* _Your goal_: Count how many lines in the listing below contain the string "jacket", matching uppercase and lowercase exactly, and reply with only that number.
*****
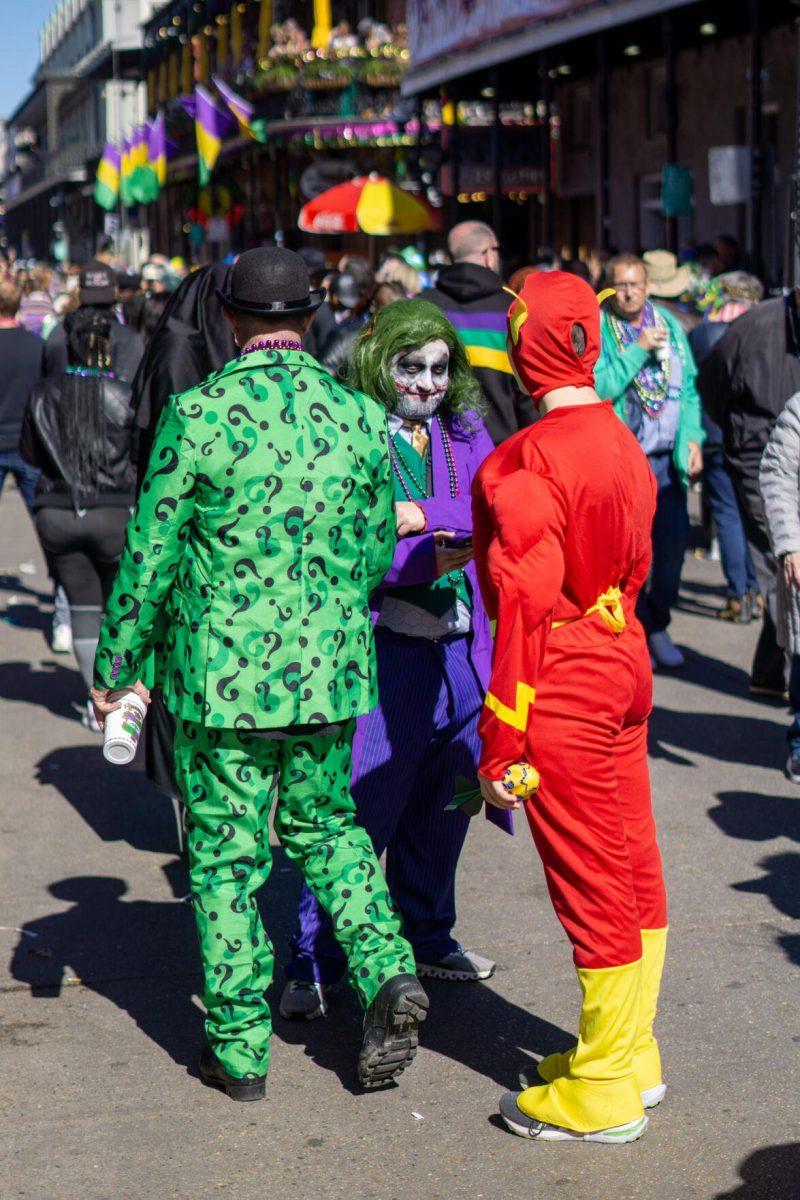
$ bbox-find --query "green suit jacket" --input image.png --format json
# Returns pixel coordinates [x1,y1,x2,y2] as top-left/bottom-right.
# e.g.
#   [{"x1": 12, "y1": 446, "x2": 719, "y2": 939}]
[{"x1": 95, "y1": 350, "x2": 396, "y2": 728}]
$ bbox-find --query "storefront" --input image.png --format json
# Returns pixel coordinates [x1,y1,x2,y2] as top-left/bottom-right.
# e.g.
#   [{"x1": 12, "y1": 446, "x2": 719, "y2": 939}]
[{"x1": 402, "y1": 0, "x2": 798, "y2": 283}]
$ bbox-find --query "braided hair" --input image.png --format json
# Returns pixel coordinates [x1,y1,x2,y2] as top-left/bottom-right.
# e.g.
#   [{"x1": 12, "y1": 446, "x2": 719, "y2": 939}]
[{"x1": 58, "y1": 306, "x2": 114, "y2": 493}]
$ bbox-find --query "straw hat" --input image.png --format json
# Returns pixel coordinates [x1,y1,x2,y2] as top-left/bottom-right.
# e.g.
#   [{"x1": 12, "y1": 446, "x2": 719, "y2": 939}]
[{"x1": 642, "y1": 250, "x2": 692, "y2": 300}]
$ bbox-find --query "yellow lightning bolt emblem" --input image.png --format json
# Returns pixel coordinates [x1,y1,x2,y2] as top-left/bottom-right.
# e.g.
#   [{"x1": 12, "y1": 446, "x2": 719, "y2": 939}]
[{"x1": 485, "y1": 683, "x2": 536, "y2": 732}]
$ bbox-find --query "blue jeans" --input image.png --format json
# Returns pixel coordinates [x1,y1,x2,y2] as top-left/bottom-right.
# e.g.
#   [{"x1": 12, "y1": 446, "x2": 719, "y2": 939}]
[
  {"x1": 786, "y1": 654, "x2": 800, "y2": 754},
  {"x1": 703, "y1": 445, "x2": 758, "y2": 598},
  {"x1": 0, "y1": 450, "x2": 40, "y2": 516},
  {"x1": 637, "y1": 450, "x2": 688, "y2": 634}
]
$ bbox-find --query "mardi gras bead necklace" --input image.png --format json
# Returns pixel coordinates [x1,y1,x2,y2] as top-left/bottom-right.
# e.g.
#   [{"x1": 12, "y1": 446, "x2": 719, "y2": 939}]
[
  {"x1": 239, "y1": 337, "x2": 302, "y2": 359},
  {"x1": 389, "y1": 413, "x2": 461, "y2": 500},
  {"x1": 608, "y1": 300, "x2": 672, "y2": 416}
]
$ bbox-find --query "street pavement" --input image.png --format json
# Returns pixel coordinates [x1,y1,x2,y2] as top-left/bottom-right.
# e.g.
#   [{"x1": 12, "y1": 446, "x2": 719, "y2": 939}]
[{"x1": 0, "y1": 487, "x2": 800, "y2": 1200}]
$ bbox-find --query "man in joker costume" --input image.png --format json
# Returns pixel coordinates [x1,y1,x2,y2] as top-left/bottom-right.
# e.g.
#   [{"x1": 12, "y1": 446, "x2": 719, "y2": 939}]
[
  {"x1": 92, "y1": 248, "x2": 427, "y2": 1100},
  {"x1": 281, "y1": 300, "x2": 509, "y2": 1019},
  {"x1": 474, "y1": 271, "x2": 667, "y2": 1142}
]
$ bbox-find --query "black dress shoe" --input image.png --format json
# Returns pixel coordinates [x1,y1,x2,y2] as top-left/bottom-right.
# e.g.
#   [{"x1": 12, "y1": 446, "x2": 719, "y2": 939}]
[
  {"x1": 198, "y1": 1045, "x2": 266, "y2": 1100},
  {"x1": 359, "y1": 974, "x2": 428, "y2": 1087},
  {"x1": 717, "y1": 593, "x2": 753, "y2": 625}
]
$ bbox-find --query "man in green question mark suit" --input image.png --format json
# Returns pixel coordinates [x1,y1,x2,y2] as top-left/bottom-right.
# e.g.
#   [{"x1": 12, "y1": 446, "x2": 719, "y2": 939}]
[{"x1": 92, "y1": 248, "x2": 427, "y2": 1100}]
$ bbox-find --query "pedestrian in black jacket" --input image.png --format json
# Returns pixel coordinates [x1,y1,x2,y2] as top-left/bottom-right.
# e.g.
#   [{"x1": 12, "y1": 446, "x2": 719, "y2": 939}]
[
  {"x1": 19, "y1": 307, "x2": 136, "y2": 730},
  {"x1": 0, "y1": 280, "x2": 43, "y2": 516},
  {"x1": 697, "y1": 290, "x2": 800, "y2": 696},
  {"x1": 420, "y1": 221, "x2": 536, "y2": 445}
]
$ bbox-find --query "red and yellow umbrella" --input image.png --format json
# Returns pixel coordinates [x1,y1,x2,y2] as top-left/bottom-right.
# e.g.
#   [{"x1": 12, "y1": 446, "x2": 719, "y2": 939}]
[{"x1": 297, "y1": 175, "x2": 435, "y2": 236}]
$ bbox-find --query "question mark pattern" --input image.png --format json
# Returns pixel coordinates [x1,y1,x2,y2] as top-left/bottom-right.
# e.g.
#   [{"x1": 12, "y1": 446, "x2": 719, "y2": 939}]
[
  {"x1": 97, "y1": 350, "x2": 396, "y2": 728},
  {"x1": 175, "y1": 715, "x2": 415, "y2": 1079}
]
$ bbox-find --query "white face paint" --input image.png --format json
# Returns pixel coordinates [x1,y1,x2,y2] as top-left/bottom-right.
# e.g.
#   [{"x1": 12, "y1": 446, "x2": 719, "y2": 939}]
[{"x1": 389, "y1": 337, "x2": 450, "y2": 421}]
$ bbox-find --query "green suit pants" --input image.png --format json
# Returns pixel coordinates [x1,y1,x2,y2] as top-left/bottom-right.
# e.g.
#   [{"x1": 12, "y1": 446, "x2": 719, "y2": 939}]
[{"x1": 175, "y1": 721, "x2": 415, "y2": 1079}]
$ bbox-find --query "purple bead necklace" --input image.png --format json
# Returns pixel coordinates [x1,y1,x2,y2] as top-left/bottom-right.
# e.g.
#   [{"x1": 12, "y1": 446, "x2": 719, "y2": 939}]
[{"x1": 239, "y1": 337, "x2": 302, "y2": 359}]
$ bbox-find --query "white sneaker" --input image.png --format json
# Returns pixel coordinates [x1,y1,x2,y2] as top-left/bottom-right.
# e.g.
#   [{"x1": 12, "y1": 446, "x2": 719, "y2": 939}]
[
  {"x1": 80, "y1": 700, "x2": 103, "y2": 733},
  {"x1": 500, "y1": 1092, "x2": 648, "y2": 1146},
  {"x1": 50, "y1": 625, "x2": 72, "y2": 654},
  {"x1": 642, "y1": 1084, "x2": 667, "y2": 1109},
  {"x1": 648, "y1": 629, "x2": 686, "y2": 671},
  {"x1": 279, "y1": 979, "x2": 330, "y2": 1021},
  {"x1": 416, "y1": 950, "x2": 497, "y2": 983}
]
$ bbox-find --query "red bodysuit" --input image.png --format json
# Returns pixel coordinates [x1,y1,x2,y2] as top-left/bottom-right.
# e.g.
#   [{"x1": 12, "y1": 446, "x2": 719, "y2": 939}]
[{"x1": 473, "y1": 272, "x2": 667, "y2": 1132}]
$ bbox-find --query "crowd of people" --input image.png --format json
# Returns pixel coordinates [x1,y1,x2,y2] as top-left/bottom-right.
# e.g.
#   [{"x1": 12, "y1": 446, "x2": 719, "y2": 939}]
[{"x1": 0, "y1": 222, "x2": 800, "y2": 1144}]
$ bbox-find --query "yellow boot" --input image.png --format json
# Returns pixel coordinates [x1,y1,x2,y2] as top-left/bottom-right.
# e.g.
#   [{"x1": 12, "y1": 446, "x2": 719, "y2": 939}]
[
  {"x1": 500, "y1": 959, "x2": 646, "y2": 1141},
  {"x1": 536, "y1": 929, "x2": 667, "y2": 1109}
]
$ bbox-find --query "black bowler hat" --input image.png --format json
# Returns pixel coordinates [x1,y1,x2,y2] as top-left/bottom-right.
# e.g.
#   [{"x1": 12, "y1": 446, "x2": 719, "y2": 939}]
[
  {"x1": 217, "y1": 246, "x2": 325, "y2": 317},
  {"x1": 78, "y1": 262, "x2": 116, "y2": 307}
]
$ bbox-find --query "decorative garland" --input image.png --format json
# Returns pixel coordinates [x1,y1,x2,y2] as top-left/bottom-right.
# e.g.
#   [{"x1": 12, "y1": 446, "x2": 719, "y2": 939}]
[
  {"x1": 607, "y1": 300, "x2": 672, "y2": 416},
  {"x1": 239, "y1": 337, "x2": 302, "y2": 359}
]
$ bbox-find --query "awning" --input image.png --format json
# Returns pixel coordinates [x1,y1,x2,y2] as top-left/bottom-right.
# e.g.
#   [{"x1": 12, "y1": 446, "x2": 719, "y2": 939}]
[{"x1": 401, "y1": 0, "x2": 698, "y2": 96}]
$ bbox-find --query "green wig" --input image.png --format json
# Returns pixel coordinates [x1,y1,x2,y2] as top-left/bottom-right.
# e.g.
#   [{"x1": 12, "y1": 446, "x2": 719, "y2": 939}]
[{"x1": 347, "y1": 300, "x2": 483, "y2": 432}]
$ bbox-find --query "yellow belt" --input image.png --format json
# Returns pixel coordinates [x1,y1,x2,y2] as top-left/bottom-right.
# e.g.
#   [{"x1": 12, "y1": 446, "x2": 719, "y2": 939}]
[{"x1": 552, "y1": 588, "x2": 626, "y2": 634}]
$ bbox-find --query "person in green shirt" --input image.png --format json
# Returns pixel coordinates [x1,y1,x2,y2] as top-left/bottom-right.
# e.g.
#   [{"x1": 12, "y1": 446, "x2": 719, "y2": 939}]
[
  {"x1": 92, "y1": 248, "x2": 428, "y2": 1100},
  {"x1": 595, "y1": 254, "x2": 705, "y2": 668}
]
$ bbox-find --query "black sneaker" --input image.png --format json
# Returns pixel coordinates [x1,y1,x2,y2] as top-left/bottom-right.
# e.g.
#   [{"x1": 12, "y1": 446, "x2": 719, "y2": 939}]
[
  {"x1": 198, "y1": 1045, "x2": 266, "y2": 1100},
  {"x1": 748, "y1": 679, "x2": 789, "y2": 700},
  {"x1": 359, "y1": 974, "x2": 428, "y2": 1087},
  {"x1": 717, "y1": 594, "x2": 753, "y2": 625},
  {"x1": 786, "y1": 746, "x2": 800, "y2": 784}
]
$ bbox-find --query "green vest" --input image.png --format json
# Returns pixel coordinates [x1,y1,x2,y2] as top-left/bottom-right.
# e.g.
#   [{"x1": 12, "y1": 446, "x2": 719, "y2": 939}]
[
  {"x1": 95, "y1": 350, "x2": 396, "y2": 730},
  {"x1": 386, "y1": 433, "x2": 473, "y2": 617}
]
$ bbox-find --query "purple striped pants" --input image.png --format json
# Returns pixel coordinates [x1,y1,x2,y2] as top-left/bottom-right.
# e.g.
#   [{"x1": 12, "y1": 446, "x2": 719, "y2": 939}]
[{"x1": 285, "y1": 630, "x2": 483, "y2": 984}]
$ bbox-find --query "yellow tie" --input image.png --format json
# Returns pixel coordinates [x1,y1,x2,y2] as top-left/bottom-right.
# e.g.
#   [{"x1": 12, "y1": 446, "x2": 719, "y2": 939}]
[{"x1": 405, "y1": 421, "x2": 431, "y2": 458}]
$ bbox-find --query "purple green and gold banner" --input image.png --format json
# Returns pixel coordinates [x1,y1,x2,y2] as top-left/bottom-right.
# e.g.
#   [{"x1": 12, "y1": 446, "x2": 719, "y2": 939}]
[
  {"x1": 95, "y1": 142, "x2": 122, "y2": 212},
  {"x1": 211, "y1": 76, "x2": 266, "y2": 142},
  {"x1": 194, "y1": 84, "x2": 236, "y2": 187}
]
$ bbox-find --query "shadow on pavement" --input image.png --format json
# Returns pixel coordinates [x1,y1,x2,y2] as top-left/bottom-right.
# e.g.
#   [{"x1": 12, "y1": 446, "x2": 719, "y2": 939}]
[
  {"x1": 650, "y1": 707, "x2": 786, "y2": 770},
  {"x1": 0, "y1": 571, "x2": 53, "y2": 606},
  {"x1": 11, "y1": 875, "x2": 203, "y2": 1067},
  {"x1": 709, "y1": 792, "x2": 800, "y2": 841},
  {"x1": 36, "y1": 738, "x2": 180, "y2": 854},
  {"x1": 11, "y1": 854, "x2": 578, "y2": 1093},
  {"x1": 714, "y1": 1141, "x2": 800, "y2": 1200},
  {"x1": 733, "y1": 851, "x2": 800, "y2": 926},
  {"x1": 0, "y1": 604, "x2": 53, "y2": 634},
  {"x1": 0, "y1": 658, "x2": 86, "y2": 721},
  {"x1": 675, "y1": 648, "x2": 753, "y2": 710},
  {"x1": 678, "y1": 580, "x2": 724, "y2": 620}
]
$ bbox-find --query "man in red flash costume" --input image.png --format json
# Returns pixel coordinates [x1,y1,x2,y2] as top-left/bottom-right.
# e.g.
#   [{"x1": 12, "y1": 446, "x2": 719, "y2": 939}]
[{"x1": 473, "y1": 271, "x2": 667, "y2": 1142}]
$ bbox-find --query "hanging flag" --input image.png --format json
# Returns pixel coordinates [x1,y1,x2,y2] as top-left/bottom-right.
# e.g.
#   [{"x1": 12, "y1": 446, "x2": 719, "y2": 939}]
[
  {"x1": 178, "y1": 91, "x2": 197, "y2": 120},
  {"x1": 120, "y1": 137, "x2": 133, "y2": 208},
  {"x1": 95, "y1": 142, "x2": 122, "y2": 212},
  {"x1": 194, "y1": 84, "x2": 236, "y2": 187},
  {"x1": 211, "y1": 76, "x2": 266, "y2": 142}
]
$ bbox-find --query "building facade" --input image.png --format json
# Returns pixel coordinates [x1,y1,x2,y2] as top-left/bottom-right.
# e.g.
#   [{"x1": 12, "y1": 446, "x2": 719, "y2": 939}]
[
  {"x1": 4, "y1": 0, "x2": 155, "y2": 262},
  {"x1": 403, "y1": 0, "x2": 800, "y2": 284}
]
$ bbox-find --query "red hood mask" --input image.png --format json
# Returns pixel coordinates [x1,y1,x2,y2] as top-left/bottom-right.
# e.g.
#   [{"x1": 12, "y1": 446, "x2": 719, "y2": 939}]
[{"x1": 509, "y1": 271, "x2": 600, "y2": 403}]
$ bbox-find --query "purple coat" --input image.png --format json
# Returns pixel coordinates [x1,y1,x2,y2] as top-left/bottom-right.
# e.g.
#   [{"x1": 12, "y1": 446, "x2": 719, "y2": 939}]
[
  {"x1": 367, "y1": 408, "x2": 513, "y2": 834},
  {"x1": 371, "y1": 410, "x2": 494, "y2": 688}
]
*****
* _Correct result_: 2